*** Record set
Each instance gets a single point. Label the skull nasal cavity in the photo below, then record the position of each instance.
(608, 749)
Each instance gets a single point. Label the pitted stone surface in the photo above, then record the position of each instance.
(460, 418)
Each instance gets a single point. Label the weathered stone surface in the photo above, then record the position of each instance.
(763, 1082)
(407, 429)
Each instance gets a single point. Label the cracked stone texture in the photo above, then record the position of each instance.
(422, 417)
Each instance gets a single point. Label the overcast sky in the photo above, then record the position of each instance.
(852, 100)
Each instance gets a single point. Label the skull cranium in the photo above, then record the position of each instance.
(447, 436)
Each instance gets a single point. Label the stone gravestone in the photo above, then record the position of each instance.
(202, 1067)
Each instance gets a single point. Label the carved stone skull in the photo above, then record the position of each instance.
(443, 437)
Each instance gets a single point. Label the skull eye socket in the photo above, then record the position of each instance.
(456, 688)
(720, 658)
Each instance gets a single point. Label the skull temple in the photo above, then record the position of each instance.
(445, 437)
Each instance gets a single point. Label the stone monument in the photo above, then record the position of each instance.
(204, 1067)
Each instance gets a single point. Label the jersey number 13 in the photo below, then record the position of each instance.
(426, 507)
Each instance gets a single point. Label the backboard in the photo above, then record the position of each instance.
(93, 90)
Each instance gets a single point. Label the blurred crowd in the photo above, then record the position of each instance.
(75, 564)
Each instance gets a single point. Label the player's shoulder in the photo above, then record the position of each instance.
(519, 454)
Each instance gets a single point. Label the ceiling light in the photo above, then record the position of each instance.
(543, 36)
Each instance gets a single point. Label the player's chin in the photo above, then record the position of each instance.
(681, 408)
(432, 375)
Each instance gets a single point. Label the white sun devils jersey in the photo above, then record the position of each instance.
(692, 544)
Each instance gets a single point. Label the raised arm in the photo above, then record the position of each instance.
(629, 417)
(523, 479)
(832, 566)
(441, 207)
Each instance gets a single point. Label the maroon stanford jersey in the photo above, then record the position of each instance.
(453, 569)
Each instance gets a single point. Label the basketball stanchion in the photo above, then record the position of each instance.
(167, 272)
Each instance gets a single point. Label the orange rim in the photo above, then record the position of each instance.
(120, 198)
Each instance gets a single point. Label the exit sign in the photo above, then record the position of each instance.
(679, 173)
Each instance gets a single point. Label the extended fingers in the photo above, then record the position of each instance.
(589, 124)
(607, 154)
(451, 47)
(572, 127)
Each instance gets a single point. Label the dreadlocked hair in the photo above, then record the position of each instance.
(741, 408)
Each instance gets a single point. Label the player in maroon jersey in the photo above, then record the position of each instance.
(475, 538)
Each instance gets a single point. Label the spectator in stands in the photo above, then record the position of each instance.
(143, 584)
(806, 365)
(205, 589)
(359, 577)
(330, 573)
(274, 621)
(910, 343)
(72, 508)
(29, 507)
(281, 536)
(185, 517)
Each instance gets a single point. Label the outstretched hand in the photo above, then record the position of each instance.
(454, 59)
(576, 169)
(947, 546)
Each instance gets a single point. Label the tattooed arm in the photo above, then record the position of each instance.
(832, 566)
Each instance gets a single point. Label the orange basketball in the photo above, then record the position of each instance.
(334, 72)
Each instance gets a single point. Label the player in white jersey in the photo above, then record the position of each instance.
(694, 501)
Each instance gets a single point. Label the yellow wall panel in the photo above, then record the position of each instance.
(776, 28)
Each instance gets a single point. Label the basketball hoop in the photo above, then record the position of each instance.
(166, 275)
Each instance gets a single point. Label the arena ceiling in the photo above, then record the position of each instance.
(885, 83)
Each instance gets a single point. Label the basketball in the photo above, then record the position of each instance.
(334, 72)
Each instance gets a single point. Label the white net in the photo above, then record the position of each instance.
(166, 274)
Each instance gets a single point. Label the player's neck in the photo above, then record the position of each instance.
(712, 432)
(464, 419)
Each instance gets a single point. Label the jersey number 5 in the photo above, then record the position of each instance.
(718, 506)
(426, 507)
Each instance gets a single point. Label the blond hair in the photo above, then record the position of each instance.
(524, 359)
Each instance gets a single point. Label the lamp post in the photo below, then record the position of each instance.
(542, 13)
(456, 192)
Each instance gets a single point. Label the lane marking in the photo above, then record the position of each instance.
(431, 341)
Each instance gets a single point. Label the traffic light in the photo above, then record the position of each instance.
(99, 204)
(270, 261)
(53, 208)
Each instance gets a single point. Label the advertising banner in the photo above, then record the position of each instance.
******
* _Problem details_: Extract every entry in the listing word for word.

* _Answer to this exercise_:
Each instance gets a single point. Label the skull nasal cavity in the photo below, then record the position of each instance.
(608, 749)
Each instance gets a single point. Label the pitted stone surface in the photo above, then record the position of each instance.
(460, 418)
Each instance gets a single point. Label the weathered stone surface in the photo above, then record the position of each instance.
(763, 1082)
(407, 429)
Each instance gets a single point. Label the cracked stone texture in the photo above, then record the position of each instance.
(422, 417)
Each instance gets a single point. Label the overcast sky in the photo above, then record the position of each instance.
(852, 100)
Each instance gets a single point. Label the skull cranium in the photo above, then record the position of each instance.
(447, 436)
Each instance gets a single point. Label the stone gravestone in the photo above, then record the position of each instance.
(202, 1067)
Each instance gets a single point. Label the carved stone skull in the photo above, then record the position of each instance.
(443, 437)
Each instance gets a single point. Label the skull eye socket in the photo above, then record the position of each instance.
(456, 688)
(720, 658)
Each instance gets a single point. Label the skull temple in the photo above, then record the position of each instance.
(445, 437)
Each instance gets a single point. Label the stone monument in the photo above, then record the position of each instance.
(204, 1067)
Each instance gets a single point. Label the jersey number 13 in the photo below, then record the position of each instance.
(426, 507)
Each instance gets a single point. Label the backboard in the photo above, then record the position of each instance.
(93, 90)
Each instance gets a single point. Label the blurred crowd in the photo above, then record the position of each instance.
(75, 564)
Each instance gets a single point. Label the player's shoulder in the photo above, then record the position of each instance.
(519, 454)
Each instance gets a single point. Label the ceiling light in the photo above, then record the position of each instance.
(543, 36)
Each instance gets a single point. Label the player's chin in the photo above, then record the position of each instance.
(681, 408)
(432, 375)
Each instance gets a single point. Label the white sun devils jersey in the photo above, then record the position of each instance.
(692, 544)
Each instance gets a single point. Label the raised arm in the photo above, then record the position of each instance.
(629, 417)
(523, 479)
(832, 566)
(441, 207)
Each instance gets a single point. Label the maroon stanford jersey in the photo above, then record the position of each instance.
(453, 569)
Each instance gets a single point. Label the basketball stanchion in the photo above, then record the position of each instance.
(167, 272)
Each instance gets a single point. Label the orange rim in the photo above, then record the position of each instance.
(120, 198)
Each instance gets a single point. Label the exit sign in the photo above, then record the position of each instance.
(679, 173)
Each instance gets a single point. Label the extended fingers in the photo above, then record the position of each instance.
(589, 124)
(607, 154)
(451, 47)
(572, 127)
Each instance gets a single point. Label the dreadlocked hair in the photo above, then record the position of each instance.
(741, 408)
Each instance gets a single point. Label the player in maroon jersey in the photo above, then record the position of each instance.
(475, 538)
Each instance gets a single point. Label the spectator in stands in the photo above, then record the position of each instance.
(143, 584)
(806, 365)
(205, 589)
(359, 577)
(330, 573)
(274, 621)
(910, 343)
(72, 508)
(29, 507)
(281, 536)
(185, 517)
Each instance gets a single point. Label the outstretched hand in the photo above, then record the position of each instance.
(454, 59)
(576, 169)
(947, 546)
Each instance gets a single point. Label the tattooed arm in the photo above, then record the position of each instance.
(832, 566)
Each instance gets a single point. Label the orange basketball in the photo above, then record the position of each instance.
(334, 72)
Each instance gets a single point. Label the player in white jersey in the photo above, then record the position of each instance.
(694, 501)
Each instance gets a single point. Label the yellow wall panel in the photo above, then record the position of each instance.
(776, 28)
Each instance gets a single point. Label the basketball hoop in the photo above, then record the position of each instance.
(166, 275)
Each instance gets a single point. Label the arena ceiling in the photo above, then record the position of each instance.
(885, 83)
Each instance gets a single point. Label the basketball in the photo above, then record the position of each instance.
(334, 72)
Each instance gets a single point. Label the white net in the photo above, then record the position of each instance.
(166, 274)
Each instance gets a single point. Label the player's neck in the photo above, then record the position of each instance.
(712, 432)
(464, 419)
Each instance gets a single point. Label the jersey number 5 in the photo above, then record the position of each instance.
(718, 506)
(426, 507)
Each instance gets a single point. Label the blond hair in the photo above, then record the position of each instance.
(524, 359)
Each instance gets a single point. Label the lamp post in the photo below, then record the position of each instance.
(542, 13)
(456, 192)
Each instance gets a single point. Label the lane marking in the photo above, then record the position of each instance.
(431, 341)
Each instance gets a single point. Label the traffic light in the photo above, then record the position of each instance.
(99, 204)
(270, 261)
(53, 208)
Each instance gets a single point. Label the advertising banner in the photo above, then record the position of each instance.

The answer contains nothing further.